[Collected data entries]
========================================

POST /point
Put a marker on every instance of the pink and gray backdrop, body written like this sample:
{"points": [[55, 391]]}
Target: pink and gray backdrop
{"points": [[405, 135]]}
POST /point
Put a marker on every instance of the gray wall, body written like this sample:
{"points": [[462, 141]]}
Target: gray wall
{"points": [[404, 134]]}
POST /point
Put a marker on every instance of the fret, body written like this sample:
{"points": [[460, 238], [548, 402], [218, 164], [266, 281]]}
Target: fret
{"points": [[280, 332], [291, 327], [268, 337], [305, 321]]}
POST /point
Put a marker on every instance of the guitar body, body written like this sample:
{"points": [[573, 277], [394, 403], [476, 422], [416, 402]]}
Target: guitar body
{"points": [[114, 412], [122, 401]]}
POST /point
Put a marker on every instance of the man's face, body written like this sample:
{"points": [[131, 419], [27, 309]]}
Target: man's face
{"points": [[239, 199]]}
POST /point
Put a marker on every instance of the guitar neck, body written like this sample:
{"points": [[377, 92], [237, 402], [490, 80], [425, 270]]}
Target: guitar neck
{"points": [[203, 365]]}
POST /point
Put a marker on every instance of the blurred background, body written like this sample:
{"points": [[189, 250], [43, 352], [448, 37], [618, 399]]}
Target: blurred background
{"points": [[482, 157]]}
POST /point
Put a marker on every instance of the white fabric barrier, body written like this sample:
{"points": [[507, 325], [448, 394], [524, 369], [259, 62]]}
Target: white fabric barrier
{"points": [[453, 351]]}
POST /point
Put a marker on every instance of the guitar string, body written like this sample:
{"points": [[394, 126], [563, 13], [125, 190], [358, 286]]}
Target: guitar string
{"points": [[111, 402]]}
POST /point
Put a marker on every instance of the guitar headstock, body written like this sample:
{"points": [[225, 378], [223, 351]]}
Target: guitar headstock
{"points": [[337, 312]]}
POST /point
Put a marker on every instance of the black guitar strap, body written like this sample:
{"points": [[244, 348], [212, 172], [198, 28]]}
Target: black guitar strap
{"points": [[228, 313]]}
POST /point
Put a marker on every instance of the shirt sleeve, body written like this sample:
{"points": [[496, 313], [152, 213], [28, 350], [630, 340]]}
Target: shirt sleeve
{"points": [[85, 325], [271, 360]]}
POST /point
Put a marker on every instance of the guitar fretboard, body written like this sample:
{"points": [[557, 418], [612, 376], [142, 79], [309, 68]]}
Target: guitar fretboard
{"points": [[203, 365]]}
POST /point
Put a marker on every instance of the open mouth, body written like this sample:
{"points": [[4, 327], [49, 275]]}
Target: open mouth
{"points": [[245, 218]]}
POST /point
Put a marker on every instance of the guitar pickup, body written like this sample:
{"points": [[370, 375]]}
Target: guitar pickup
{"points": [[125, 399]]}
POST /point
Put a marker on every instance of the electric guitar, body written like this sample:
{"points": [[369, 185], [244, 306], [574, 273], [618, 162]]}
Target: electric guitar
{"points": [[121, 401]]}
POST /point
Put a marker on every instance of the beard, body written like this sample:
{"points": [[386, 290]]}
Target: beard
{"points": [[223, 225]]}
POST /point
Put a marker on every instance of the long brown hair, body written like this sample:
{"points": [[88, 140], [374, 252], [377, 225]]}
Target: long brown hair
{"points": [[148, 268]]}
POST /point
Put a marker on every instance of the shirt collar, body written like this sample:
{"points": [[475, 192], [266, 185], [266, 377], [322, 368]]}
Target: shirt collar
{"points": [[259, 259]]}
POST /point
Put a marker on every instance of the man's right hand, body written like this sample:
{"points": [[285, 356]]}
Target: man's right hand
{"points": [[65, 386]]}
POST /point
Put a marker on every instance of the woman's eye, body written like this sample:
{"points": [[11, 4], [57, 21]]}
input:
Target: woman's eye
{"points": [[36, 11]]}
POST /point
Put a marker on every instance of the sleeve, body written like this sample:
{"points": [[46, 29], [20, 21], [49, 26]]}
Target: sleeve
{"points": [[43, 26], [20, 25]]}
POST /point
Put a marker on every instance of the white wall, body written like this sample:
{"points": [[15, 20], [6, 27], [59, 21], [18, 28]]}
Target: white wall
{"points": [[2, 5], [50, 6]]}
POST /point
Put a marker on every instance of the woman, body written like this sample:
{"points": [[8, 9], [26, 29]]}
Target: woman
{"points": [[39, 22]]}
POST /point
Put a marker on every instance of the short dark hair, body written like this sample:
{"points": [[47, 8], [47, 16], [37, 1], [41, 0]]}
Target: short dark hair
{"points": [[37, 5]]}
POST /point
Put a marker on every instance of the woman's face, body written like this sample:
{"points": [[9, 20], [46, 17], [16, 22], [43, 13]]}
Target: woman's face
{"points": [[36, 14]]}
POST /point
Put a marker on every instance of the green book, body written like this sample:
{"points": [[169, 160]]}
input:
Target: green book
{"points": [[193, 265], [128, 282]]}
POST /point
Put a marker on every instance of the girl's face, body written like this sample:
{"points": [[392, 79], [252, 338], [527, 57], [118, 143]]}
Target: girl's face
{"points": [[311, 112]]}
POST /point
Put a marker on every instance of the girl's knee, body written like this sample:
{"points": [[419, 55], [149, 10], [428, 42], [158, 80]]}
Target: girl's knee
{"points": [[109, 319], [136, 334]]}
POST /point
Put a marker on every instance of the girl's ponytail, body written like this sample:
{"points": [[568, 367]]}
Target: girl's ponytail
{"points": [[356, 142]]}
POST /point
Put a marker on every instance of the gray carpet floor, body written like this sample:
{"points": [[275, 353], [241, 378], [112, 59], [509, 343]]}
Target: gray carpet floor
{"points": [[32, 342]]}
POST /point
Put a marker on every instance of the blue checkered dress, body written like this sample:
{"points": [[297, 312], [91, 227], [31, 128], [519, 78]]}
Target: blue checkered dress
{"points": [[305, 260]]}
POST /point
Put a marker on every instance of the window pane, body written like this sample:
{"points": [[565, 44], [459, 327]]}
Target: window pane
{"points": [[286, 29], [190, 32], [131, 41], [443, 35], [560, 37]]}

========================================

◆ PROBLEM DESCRIPTION ◆
Line by line, reproduce the data exactly as given.

◆ SOLVED EXERCISE ◆
POST /point
Put a marker on every instance of the pink and gray backdrop, body written like this sample:
{"points": [[55, 391]]}
Target: pink and gray backdrop
{"points": [[405, 135]]}
POST /point
Put a marker on every instance of the gray wall, body written like this sample:
{"points": [[462, 141]]}
Target: gray wall
{"points": [[404, 134]]}
POST /point
Put a marker on every instance of the fret, body written like this sample:
{"points": [[460, 238], [548, 402], [218, 164], [266, 281]]}
Target: fret
{"points": [[280, 332], [291, 327], [268, 337], [305, 321]]}
POST /point
Put a marker on every instance of the guitar body, body written like this sample:
{"points": [[573, 277], [394, 403], [476, 422], [416, 402]]}
Target: guitar body
{"points": [[114, 412], [122, 401]]}
POST /point
Put a marker on every instance of the man's face, body written like this sample:
{"points": [[131, 419], [27, 309]]}
Target: man's face
{"points": [[239, 199]]}
POST /point
Put a marker on every instance of the guitar neck, body written like this sample:
{"points": [[377, 92], [237, 402], [490, 80], [425, 270]]}
Target: guitar neck
{"points": [[203, 365]]}
POST /point
Put a marker on every instance of the blurred background, body written like this sample:
{"points": [[189, 250], [43, 352], [448, 37], [618, 399]]}
Target: blurred background
{"points": [[482, 157]]}
POST /point
Put a marker on every instance of the white fabric barrier, body written like this sample:
{"points": [[507, 325], [448, 394], [524, 369], [259, 62]]}
Target: white fabric barrier
{"points": [[453, 351]]}
POST /point
Put a marker on every instance of the guitar string, body written like this sample:
{"points": [[394, 126], [563, 13], [125, 190], [358, 286]]}
Target: guitar string
{"points": [[111, 402]]}
POST /point
Put a marker on every instance of the guitar headstock, body written like this sample:
{"points": [[225, 378], [223, 351]]}
Target: guitar headstock
{"points": [[337, 312]]}
POST /point
Put a marker on every instance of the black guitar strap, body written like this sample:
{"points": [[244, 348], [212, 172], [198, 28]]}
Target: black guitar strap
{"points": [[228, 313]]}
POST /point
Put a marker on every instance of the shirt sleeve, body written like this sample:
{"points": [[496, 313], [152, 213], [28, 350], [630, 340]]}
Target: shirt sleeve
{"points": [[85, 325], [271, 360]]}
POST /point
Put a marker on every instance of the guitar fretboard, body written like this sample:
{"points": [[557, 418], [612, 376], [142, 79], [309, 68]]}
Target: guitar fretboard
{"points": [[203, 365]]}
POST /point
Put a marker on every instance of the open mouth, body written like this sample:
{"points": [[4, 327], [49, 275]]}
Target: open mouth
{"points": [[245, 218]]}
POST /point
Put a marker on every instance of the guitar pickup, body written like this sample:
{"points": [[370, 375]]}
Target: guitar pickup
{"points": [[125, 399]]}
POST /point
Put a marker on every instance of the electric guitar, body written like this sample:
{"points": [[369, 185], [244, 306], [574, 273], [618, 162]]}
Target: electric guitar
{"points": [[121, 401]]}
POST /point
Put a marker on every instance of the beard, body written like this sample:
{"points": [[386, 290]]}
Target: beard
{"points": [[223, 225]]}
POST /point
Put a marker on every instance of the long brown hair, body written like this sample:
{"points": [[88, 140], [374, 252], [377, 225]]}
Target: long brown hair
{"points": [[148, 268]]}
POST /point
Put a marker on every instance of the shirt collar, body written like this sample:
{"points": [[475, 192], [266, 185], [266, 377], [322, 368]]}
Target: shirt collar
{"points": [[259, 259]]}
POST /point
Put a marker on every instance of the man's right hand, body written like this sample:
{"points": [[285, 356]]}
Target: man's right hand
{"points": [[65, 386]]}
POST /point
Put a marker on every instance of the woman's eye, body written like this sample:
{"points": [[11, 4], [57, 21]]}
input:
Target: woman's eye
{"points": [[36, 11]]}
POST /point
Put a marker on every instance of the sleeve, body written like this sample:
{"points": [[46, 29], [20, 21], [49, 26]]}
Target: sleeve
{"points": [[43, 26], [20, 25]]}
POST /point
Put a marker on every instance of the white wall, body written like this sample:
{"points": [[15, 20], [6, 27], [59, 21], [18, 28]]}
Target: white wall
{"points": [[2, 5], [50, 6]]}
POST /point
Put a marker on every instance of the woman, body written like this sample:
{"points": [[8, 9], [26, 29]]}
Target: woman
{"points": [[39, 22]]}
POST /point
Put a marker on every instance of the short dark hair, body written like this sample:
{"points": [[47, 8], [47, 16], [37, 1], [41, 0]]}
Target: short dark hair
{"points": [[37, 5]]}
POST /point
Put a marker on every instance of the woman's face, body written like this sample:
{"points": [[9, 20], [46, 17], [16, 22], [43, 13]]}
Target: woman's face
{"points": [[36, 14]]}
POST /point
Put a marker on every instance of the green book, body written like this sample:
{"points": [[169, 160]]}
input:
Target: green book
{"points": [[193, 265], [128, 282]]}
POST /point
Put a marker on every instance of the girl's face, body written like this sample:
{"points": [[392, 79], [252, 338], [527, 57], [118, 143]]}
Target: girl's face
{"points": [[311, 112]]}
POST /point
Put a marker on every instance of the girl's knee, body written like this sample:
{"points": [[419, 55], [149, 10], [428, 42], [158, 80]]}
Target: girl's knee
{"points": [[109, 319], [136, 334]]}
POST /point
Put a marker on every instance of the girl's ponytail, body written like this sample:
{"points": [[568, 367]]}
Target: girl's ponytail
{"points": [[356, 142]]}
POST /point
Put a marker on every instance of the gray carpet floor, body written like this sample:
{"points": [[275, 353], [241, 378], [112, 59], [509, 343]]}
Target: gray carpet floor
{"points": [[32, 342]]}
POST /point
Put a marker on every instance of the blue checkered dress, body written like this sample:
{"points": [[297, 312], [91, 227], [31, 128], [519, 78]]}
Target: blue checkered dress
{"points": [[305, 260]]}
POST /point
Put a marker on every instance of the window pane, body written like this sample:
{"points": [[565, 44], [459, 327]]}
Target: window pane
{"points": [[286, 29], [190, 32], [131, 41], [443, 35], [560, 37]]}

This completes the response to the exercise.